Task requirements = Make an exact copy of the entries below with the pictures removed.

(Collection entries)
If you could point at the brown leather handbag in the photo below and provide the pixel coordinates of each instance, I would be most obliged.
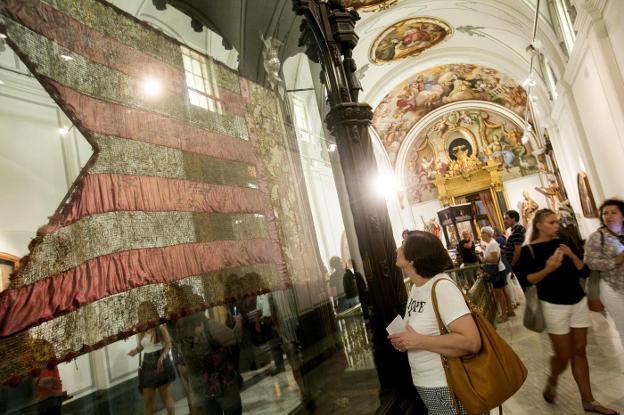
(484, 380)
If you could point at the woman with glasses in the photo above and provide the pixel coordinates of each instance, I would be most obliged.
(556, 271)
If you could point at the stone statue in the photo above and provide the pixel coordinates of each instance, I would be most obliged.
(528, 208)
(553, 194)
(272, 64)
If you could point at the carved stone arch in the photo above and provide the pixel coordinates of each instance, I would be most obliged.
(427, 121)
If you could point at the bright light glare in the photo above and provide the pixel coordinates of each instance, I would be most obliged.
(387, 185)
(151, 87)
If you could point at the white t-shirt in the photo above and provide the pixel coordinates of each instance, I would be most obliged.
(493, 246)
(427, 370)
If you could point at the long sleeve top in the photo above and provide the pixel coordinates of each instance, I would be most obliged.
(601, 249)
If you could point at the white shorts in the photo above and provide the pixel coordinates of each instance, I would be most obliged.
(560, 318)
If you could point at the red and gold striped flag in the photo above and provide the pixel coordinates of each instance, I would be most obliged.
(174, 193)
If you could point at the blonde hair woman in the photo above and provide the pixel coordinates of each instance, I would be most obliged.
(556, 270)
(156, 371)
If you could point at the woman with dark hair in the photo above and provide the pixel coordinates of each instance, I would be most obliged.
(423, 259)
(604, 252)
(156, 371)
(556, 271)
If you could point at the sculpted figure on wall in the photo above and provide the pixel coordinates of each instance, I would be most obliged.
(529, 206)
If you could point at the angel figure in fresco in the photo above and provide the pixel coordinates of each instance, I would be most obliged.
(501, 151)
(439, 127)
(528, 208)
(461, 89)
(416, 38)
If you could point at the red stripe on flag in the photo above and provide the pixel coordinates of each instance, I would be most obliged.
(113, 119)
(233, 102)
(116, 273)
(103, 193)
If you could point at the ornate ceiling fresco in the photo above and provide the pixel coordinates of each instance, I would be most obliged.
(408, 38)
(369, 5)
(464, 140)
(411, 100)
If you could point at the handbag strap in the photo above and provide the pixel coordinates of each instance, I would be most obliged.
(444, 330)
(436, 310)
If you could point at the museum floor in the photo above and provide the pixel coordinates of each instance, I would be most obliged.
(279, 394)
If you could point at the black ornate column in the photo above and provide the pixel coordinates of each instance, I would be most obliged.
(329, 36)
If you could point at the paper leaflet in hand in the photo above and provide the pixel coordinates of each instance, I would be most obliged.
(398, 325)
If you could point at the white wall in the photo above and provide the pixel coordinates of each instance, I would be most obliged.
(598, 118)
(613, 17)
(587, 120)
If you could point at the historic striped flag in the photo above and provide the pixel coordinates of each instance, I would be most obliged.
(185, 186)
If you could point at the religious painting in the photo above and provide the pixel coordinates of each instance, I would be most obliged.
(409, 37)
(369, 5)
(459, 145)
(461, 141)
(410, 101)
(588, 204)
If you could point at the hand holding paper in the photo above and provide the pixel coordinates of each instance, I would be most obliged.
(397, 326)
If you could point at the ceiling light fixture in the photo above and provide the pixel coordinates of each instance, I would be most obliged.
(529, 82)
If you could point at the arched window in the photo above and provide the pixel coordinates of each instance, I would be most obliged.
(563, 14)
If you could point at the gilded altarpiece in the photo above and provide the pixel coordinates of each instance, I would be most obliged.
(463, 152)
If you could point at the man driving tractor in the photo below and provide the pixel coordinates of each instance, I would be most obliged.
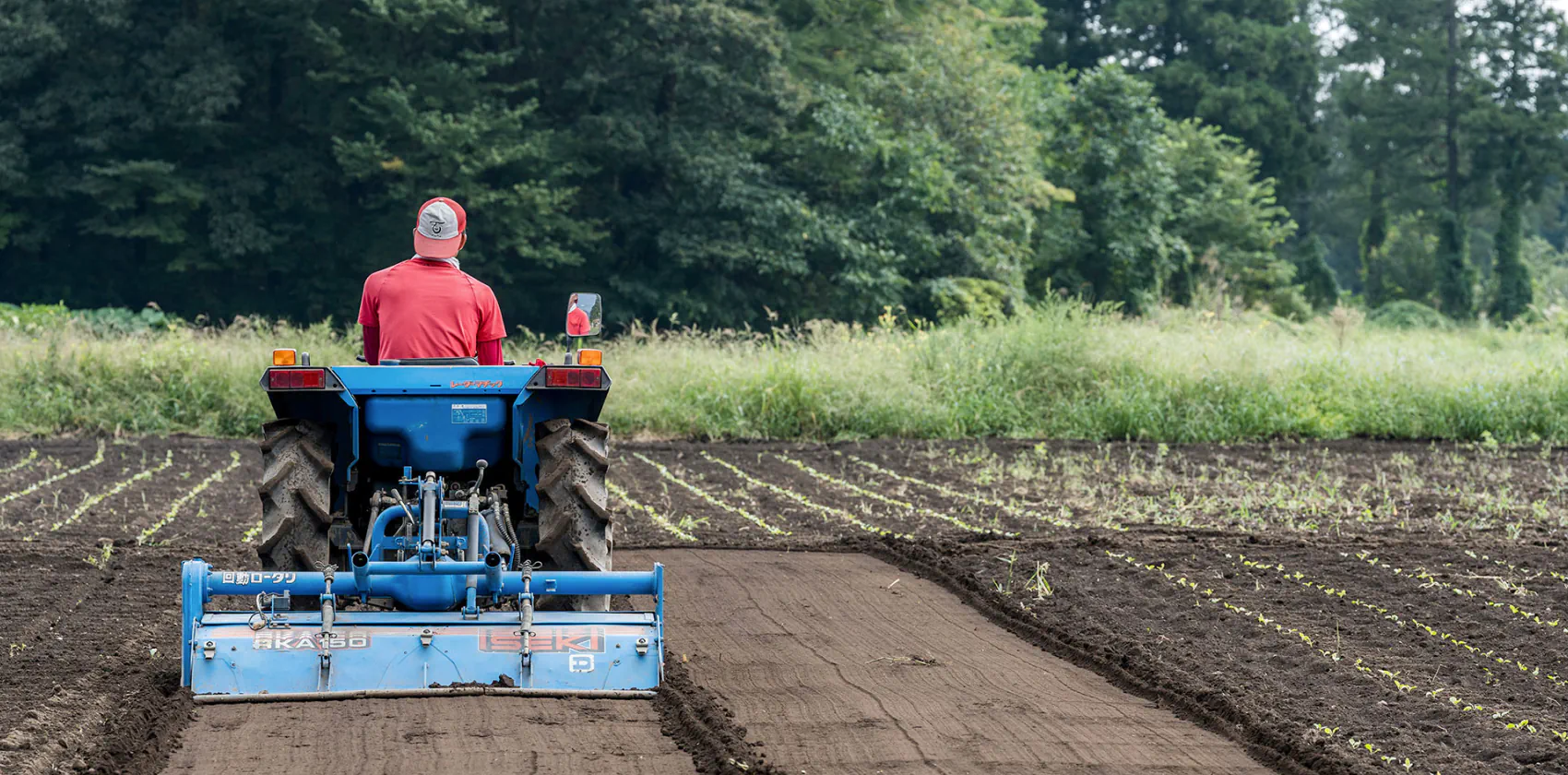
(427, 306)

Output of the exercise =
If you could point at the brown leather handbag in the photo below and provide the pixel coordinates of each instance, I would be most obliged.
(484, 380)
If you could point at the woman with glasses in the photo above and provide the pixel coordinates of each instance, I would be most obliged.
(556, 271)
If you could point at the stone statue in the photo above and provide the pixel coordinates of each instance, I would be most obliged.
(528, 208)
(553, 194)
(272, 64)
If you could point at the carved stone arch in the photo above and provide the pixel coordinates of each instance, I would be most obliged.
(427, 121)
If you could point at the bright light glare in the photo above and provide the pixel coordinates of each instance, I would be most obliged.
(387, 185)
(151, 87)
If you could point at the white t-shirt in the photo above and provide the pixel coordinates of each instance, I would be most obliged.
(493, 246)
(427, 370)
If you could point at the long sleeve top in the photo above and provide the pixel coordinates of each instance, I would be most obliged.
(601, 249)
If you could point at the white shorts in the photo above and provide the pixel coordinates of each instance, I would be most obliged.
(560, 318)
If you could point at the red and gold striped flag in the photo above and provide the pixel coordinates of each instance, I would be most obliged.
(174, 193)
If you could point at the blonde hair woman in the photo above and provide the pixel coordinates of each instance, I would be most obliged.
(556, 270)
(156, 371)
If you could point at the woman with dark hair in the photo above and provide the pixel coordinates of each instance, I would be most obliged.
(423, 259)
(604, 252)
(156, 371)
(556, 271)
If you could point at the sculpted figure on wall in the photo above and provide the pixel coordinates of each instance, I would be most obliged.
(529, 206)
If you could point at the angel figure in fresco in the photo above and provide the pixel coordinates of each instance, I would be most obliged.
(501, 151)
(439, 127)
(528, 208)
(461, 89)
(416, 38)
If you could point at the red stripe on flag in the photo above and provide the pixel coordinates of each instance, I would be most obliged.
(113, 119)
(233, 102)
(116, 273)
(103, 193)
If you could point at the ornate ceiling fresco in the photo above and provide the pixel coordinates of each instance, I would be most obliged.
(408, 38)
(369, 5)
(464, 140)
(411, 100)
If you could point at the handbag strap in the photo above and provide the pixel coordinates of each instance, I would be most obliged.
(444, 330)
(436, 310)
If you could point at the museum floor in the photo above and provide the pixel coordinates of each instance, I would be most obliged.
(279, 394)
If you could point at the black ornate column in the photo above and provide the pixel coordinates of each instance, I would be most obliged.
(329, 36)
If you could point at the paper leaflet in hand in the photo above and provide the pixel coordinates of each instance, I would be most obliged.
(398, 325)
If you could point at the white wall in the photo above and provide the pixel coordinates of each instance, I would be most obliged.
(598, 118)
(613, 17)
(587, 120)
If you could point at the historic striped flag in the photo above and provide the pixel coordinates of each instance, I would be most obliged.
(185, 186)
If you could point at the religious painting in the photo above and provide the pixel coordinates of each instance, I would be most obliged.
(409, 37)
(369, 5)
(459, 145)
(461, 141)
(410, 101)
(588, 204)
If you could point at the hand holding paper in the photo above and provide the pixel coordinates of each instance, I would be most obliged.
(397, 326)
If you could point at the ceiling light fixture in the photo above and provide the pixel coordinates of each instance, I would be most obliged.
(529, 82)
If you could point at the arched window in the photo above and provide the pixel coordinates of each instance, I would be most obliged.
(563, 14)
If you could point at the gilded altarpiece in the photo above and provide the pixel coordinates of each instance, I would be most obliged.
(463, 152)
If you could point at the man driving tractor in the photo below and provide the pixel coordinates of each instance, I would be most obliged.
(427, 306)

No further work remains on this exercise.